=== Section Start ===
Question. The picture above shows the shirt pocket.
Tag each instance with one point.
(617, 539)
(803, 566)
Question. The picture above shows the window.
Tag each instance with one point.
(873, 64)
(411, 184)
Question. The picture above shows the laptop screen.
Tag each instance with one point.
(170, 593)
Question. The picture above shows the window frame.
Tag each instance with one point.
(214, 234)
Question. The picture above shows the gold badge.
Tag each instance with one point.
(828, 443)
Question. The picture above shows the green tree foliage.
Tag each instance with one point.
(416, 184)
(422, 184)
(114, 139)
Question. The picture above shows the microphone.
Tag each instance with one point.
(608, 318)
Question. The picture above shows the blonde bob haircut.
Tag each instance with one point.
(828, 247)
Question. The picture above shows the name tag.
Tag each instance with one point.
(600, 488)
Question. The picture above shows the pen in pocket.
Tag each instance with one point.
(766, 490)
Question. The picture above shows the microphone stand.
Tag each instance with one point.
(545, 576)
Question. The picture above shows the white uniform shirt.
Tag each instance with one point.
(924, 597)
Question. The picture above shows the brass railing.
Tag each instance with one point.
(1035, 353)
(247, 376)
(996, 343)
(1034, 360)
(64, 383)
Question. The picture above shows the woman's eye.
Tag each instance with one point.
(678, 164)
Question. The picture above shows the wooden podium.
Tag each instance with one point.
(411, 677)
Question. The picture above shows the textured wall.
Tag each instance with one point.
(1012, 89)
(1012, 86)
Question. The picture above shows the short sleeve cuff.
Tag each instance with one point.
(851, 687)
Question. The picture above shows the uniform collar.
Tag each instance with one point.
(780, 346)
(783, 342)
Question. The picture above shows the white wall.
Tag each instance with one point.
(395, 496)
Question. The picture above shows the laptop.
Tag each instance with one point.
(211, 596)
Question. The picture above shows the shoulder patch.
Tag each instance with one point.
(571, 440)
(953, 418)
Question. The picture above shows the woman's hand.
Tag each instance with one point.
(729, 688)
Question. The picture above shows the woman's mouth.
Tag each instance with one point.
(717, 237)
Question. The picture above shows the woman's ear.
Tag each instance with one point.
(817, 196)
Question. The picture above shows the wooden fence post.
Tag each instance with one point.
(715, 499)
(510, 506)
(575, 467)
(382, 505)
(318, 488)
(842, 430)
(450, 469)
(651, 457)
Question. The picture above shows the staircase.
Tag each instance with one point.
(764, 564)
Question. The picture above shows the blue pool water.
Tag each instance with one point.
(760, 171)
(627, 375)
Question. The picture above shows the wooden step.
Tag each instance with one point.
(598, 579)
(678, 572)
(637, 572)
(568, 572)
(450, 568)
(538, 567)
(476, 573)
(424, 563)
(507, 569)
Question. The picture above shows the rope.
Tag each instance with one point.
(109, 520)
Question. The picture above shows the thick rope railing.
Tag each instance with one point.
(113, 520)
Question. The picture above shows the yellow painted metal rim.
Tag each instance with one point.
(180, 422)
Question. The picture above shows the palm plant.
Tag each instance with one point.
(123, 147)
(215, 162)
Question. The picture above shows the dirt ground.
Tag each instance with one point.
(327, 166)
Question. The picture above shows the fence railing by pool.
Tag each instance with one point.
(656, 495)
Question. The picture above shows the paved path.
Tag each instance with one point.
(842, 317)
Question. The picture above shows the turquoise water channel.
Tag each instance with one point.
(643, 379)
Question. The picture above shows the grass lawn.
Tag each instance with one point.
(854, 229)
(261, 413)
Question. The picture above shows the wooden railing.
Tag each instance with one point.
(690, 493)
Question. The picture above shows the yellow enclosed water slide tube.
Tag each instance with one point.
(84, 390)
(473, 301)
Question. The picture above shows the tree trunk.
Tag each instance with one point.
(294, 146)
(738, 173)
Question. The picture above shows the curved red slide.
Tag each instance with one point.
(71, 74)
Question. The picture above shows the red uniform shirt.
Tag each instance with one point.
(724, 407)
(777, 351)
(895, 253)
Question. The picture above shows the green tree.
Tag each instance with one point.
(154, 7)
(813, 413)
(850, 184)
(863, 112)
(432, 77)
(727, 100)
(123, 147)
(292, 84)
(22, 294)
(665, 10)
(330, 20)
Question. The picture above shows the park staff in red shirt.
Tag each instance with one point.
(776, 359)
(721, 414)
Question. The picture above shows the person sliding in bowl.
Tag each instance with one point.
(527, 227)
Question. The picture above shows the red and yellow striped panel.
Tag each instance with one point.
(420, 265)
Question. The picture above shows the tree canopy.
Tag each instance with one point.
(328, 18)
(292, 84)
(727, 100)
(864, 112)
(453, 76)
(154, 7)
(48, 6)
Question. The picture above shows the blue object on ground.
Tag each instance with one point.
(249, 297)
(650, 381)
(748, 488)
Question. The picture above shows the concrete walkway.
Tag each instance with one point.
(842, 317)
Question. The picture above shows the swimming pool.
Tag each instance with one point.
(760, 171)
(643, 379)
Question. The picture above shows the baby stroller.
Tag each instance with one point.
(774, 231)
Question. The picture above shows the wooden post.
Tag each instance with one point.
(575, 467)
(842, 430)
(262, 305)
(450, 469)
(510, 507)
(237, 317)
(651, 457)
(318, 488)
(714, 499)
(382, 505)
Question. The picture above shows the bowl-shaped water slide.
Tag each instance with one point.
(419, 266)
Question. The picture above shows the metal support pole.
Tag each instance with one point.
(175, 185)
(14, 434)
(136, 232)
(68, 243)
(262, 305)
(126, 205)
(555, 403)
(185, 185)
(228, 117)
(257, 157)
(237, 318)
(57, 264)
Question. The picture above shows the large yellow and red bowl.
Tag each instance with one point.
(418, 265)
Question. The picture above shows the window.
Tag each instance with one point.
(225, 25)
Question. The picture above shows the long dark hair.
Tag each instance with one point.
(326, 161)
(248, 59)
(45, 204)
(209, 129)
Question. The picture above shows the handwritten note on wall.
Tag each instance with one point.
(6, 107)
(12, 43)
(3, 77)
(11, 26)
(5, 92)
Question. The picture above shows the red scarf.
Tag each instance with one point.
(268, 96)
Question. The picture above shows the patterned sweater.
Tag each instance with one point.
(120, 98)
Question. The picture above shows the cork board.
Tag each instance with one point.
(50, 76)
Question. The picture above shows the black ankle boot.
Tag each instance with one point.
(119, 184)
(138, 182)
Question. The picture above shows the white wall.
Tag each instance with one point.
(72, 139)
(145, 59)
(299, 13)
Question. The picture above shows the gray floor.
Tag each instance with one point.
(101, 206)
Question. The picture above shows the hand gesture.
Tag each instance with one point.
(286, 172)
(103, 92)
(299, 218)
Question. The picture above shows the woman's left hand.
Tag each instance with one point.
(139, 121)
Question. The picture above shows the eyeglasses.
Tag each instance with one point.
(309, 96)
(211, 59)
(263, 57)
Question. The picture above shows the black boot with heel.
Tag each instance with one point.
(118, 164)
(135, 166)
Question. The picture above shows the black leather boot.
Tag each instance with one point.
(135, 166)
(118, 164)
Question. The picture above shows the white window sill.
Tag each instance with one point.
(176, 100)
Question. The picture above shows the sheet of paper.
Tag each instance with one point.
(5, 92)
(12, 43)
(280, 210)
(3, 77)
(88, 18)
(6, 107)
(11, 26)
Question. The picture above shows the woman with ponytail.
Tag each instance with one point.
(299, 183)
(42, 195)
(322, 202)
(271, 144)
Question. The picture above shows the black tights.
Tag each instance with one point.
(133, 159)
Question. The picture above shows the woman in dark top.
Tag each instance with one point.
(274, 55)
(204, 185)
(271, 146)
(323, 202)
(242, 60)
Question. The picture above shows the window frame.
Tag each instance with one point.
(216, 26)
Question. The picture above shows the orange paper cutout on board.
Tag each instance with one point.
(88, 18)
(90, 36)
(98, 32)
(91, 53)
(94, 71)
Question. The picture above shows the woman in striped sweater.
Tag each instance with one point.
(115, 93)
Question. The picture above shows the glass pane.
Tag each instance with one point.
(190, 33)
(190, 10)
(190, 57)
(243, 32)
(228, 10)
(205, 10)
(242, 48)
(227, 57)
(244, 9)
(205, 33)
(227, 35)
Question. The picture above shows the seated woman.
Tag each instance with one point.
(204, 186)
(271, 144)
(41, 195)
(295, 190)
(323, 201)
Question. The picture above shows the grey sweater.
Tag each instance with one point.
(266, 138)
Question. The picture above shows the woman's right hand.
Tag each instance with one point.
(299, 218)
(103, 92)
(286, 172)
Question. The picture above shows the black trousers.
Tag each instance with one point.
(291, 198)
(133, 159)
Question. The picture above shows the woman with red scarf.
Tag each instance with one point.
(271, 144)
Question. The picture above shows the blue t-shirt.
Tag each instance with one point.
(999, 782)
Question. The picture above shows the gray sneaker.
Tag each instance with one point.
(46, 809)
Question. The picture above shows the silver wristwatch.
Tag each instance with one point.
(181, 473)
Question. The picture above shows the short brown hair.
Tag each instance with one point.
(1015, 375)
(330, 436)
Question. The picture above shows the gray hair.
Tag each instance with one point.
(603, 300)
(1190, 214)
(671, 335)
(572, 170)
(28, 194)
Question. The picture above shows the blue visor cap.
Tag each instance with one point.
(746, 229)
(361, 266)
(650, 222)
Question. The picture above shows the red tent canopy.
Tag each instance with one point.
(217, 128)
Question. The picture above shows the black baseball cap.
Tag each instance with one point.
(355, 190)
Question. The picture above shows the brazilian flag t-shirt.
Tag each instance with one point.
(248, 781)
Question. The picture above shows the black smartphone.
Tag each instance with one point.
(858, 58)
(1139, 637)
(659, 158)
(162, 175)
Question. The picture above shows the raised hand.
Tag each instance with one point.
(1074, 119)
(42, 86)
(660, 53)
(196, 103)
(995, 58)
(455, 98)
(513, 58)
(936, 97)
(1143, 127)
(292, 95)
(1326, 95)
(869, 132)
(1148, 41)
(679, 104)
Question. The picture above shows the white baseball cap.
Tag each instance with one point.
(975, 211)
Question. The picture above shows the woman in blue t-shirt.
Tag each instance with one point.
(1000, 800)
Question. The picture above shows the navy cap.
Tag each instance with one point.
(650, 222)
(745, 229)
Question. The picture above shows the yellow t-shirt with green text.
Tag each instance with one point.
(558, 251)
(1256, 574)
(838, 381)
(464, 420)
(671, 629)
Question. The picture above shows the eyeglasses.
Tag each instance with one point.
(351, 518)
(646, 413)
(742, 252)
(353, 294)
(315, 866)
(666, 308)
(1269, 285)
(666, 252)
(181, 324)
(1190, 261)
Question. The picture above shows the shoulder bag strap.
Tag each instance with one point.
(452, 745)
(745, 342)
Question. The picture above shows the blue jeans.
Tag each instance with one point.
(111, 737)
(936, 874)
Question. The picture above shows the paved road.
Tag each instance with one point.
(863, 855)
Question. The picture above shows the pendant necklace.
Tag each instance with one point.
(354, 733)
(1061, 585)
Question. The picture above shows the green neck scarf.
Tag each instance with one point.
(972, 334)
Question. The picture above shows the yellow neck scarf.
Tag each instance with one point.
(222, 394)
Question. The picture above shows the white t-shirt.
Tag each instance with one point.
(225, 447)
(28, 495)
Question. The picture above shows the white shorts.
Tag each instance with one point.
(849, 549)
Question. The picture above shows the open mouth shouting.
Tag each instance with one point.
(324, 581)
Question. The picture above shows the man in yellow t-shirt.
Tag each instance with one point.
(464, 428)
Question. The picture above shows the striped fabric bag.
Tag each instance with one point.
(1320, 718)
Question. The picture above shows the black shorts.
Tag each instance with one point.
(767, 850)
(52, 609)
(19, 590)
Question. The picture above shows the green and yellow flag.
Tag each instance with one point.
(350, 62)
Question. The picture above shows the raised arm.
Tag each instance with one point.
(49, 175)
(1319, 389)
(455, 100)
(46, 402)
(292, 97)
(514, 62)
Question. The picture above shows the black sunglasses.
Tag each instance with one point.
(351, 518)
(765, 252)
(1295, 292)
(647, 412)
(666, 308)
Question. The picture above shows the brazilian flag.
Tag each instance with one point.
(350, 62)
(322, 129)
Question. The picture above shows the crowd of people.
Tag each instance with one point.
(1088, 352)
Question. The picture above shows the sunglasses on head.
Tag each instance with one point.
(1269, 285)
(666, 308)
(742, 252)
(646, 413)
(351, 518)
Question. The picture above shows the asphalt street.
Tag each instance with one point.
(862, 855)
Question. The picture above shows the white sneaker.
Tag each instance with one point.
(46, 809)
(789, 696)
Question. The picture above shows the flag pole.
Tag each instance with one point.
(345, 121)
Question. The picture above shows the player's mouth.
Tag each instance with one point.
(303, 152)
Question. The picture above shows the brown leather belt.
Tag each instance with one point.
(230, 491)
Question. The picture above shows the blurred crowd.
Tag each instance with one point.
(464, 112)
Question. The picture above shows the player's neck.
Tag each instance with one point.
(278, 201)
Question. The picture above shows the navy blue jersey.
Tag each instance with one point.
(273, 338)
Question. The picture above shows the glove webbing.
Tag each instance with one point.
=== Section End ===
*Directions:* For the word "white", say how many lines of the listing include it; give nothing but the number.

*Response to the task:* 8